### What is required
How many lines of the records below contain the string "trousers"? Reply with the number only.

### Listed entries
>> BEGIN
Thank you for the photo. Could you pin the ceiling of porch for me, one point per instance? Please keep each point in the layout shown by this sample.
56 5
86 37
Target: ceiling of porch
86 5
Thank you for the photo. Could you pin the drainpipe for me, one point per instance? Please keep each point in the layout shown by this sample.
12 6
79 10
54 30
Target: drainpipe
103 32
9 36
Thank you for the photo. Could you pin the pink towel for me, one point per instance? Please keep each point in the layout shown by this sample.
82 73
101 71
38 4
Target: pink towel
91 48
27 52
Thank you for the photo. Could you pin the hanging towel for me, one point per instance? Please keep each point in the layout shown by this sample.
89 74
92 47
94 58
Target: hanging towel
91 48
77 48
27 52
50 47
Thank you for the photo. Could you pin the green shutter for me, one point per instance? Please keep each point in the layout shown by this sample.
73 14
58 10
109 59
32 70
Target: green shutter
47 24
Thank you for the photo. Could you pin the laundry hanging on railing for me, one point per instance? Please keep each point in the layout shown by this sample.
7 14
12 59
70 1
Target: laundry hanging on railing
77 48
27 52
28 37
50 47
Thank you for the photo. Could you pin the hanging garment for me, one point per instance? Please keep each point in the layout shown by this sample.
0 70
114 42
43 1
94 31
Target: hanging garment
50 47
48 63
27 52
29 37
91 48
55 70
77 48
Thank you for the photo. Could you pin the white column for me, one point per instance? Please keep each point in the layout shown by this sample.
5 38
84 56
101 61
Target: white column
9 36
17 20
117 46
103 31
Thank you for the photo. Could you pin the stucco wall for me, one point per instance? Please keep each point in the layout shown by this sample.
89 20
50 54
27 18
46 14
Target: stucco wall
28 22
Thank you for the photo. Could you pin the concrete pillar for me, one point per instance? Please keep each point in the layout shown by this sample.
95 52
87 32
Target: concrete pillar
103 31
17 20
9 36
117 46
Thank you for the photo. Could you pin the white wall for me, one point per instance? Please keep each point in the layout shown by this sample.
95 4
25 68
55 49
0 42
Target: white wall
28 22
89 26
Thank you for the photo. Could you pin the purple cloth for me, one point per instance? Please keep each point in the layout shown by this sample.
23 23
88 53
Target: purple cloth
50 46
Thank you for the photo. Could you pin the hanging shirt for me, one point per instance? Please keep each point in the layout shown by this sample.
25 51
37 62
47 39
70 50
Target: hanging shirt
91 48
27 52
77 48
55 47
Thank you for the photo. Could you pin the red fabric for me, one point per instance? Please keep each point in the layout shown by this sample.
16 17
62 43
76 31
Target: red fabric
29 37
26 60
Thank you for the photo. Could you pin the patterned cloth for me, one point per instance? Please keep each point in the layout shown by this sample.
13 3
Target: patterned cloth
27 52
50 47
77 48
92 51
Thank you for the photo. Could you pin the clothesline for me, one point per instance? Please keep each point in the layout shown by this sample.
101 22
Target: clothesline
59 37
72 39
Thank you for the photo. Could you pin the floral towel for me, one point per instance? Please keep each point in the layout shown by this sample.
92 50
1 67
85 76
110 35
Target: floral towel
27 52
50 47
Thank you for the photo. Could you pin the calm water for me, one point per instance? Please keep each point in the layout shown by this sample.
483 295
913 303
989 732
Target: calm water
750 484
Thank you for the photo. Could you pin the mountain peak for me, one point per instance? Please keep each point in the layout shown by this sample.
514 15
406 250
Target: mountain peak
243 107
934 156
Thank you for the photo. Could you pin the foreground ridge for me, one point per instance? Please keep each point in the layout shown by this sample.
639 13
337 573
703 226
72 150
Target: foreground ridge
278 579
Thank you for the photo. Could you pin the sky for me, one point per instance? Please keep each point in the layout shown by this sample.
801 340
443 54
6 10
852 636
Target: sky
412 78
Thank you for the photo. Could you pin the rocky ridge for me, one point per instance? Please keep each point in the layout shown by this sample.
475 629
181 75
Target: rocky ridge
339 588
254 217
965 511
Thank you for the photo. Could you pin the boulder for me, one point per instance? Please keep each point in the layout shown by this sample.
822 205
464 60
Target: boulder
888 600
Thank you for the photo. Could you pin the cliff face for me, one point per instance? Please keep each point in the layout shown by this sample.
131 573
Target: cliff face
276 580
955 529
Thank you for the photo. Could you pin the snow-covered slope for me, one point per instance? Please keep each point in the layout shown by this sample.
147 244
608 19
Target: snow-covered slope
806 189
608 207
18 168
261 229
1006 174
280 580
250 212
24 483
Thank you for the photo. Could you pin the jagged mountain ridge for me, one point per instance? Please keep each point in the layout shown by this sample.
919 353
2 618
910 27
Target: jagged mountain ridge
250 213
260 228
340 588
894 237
>> END
>> BEGIN
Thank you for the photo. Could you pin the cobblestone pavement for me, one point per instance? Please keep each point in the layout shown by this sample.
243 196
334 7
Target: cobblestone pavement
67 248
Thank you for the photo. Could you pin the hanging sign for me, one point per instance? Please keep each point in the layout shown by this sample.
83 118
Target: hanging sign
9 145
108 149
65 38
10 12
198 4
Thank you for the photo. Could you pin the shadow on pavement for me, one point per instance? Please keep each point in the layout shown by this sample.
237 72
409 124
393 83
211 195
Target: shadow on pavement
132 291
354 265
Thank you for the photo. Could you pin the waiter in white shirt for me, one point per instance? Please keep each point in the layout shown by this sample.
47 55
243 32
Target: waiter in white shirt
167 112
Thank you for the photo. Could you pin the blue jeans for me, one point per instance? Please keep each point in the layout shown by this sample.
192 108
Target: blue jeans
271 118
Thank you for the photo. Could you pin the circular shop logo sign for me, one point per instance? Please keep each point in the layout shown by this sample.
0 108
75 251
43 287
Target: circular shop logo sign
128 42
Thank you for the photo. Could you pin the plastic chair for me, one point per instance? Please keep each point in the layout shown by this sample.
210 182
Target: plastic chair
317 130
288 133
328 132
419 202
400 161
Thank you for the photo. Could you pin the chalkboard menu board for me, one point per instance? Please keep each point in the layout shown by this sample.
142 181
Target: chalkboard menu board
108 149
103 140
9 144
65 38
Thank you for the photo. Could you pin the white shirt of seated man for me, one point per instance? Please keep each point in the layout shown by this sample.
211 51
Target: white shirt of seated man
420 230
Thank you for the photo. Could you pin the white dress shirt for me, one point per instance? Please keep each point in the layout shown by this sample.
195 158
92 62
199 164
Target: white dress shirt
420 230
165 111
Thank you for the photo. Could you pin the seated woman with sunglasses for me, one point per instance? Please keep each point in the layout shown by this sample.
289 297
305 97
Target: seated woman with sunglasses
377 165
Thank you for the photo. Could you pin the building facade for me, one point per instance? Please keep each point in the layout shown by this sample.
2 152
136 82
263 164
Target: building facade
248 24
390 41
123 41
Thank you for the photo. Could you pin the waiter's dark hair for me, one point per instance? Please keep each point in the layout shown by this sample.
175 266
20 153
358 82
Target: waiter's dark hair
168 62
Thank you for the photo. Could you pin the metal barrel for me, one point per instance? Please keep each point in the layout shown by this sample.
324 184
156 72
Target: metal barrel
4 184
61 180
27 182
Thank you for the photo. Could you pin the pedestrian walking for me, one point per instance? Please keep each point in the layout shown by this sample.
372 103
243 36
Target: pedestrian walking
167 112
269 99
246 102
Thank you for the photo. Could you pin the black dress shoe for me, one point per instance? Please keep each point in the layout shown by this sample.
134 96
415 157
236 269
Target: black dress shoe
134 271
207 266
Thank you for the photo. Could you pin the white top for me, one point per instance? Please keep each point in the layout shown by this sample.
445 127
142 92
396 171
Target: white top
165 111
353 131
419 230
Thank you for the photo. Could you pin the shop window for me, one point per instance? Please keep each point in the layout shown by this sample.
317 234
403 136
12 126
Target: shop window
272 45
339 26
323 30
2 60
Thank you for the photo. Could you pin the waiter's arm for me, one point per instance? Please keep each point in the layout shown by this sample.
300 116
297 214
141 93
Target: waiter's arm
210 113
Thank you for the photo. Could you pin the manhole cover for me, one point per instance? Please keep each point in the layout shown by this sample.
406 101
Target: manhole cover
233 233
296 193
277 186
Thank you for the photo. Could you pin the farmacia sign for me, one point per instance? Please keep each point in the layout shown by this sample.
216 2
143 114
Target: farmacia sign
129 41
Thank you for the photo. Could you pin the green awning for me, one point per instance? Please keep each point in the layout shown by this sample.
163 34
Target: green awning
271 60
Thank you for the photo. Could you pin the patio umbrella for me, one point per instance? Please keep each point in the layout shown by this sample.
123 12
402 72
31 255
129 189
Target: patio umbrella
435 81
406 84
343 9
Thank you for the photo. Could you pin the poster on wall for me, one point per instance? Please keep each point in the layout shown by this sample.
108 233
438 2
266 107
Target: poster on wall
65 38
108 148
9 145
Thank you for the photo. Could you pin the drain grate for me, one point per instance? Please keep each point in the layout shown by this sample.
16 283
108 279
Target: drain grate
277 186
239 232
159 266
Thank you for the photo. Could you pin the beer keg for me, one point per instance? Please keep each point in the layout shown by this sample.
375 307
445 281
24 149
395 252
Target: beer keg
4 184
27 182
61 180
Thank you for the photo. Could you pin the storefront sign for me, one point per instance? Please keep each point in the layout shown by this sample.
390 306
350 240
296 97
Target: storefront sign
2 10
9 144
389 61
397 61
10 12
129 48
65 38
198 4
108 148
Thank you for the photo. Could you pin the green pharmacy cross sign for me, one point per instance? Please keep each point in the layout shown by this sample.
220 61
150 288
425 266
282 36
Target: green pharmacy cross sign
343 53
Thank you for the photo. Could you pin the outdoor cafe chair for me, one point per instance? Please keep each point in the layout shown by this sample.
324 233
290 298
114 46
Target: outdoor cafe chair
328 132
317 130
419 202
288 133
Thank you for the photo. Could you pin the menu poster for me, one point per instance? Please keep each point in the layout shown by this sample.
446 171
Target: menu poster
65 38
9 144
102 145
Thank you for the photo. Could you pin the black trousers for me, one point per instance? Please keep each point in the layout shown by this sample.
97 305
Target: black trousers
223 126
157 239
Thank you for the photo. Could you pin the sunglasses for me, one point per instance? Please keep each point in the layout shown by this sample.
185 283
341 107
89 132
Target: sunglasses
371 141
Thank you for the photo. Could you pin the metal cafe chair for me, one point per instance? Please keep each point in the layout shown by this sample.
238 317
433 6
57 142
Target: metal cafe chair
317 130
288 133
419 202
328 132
>> END
### Answer to the problem
2